■ **WORK REQUIRED**: In the records below, retype the lines from the one containing "Reviewer note: every instance of the upholstered" through the one containing "column 218, row 259", inclusive, character for character. Output no other lines.

** start **

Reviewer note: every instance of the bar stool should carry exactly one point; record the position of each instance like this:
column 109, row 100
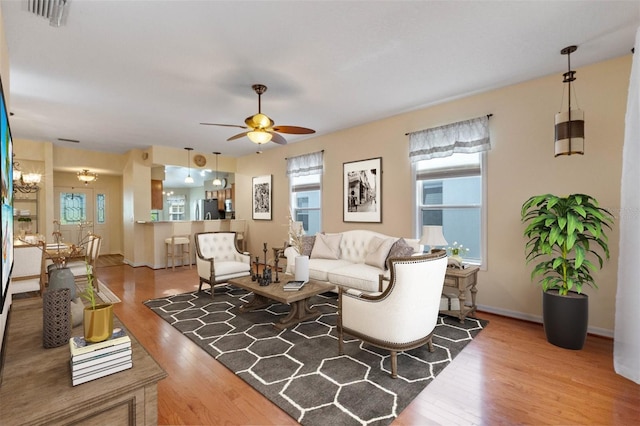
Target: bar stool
column 239, row 226
column 180, row 240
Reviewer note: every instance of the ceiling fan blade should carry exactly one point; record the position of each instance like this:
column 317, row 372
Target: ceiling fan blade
column 238, row 136
column 278, row 138
column 294, row 130
column 224, row 125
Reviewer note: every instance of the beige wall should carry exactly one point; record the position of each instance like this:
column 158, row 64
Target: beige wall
column 520, row 164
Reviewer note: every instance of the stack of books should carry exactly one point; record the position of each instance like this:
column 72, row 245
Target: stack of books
column 90, row 361
column 293, row 285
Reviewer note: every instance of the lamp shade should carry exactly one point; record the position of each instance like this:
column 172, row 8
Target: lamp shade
column 259, row 136
column 569, row 133
column 432, row 236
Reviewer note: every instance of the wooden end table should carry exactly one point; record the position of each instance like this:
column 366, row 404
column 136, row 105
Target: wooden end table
column 299, row 300
column 462, row 279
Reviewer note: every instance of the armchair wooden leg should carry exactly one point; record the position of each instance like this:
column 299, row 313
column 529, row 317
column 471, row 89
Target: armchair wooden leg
column 394, row 365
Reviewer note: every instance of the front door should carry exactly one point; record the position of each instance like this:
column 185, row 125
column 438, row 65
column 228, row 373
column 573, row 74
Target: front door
column 74, row 210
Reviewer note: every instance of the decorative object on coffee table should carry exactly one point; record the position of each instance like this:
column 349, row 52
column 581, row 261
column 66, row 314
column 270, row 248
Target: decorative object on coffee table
column 56, row 317
column 97, row 318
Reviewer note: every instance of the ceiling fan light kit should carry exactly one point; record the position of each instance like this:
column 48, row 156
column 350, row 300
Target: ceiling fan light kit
column 261, row 128
column 259, row 136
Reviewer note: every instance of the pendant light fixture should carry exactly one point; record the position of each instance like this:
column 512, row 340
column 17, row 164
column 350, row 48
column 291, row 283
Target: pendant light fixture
column 86, row 176
column 216, row 181
column 188, row 179
column 569, row 127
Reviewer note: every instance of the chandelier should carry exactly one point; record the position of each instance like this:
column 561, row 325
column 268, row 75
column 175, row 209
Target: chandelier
column 86, row 176
column 25, row 182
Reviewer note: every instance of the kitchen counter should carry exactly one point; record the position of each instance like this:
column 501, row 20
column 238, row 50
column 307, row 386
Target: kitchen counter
column 155, row 233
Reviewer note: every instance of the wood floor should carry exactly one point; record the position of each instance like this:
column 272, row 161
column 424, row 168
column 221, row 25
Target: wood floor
column 508, row 375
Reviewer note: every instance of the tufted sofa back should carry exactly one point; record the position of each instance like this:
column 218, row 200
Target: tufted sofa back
column 218, row 245
column 355, row 243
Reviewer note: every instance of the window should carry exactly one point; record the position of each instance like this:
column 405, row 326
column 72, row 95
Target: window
column 450, row 193
column 306, row 202
column 100, row 209
column 73, row 208
column 305, row 189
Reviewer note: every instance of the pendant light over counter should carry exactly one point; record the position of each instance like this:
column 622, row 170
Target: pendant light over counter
column 189, row 179
column 217, row 181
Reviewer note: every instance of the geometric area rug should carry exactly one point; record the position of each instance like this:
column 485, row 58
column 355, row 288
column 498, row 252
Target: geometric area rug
column 299, row 368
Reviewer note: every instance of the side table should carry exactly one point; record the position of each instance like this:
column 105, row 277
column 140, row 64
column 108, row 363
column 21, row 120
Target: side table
column 462, row 279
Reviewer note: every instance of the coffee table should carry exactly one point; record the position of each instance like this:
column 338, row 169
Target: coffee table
column 266, row 295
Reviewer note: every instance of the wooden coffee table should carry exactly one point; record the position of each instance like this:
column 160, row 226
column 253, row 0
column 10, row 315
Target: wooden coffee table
column 266, row 295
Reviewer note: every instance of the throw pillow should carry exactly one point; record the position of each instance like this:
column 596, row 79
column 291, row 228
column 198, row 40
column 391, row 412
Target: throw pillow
column 400, row 249
column 326, row 247
column 378, row 251
column 306, row 243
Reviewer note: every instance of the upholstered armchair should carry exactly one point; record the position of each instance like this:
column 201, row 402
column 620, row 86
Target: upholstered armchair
column 404, row 315
column 218, row 259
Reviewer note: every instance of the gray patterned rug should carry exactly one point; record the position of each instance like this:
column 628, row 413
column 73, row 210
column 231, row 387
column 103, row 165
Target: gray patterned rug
column 299, row 369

** end **

■ **ANSWER BELOW**:
Reviewer note: every instance of the upholstered armchair should carry exactly one point; record the position of each instance like this:
column 201, row 402
column 620, row 86
Target: upholstered armchair
column 404, row 315
column 218, row 259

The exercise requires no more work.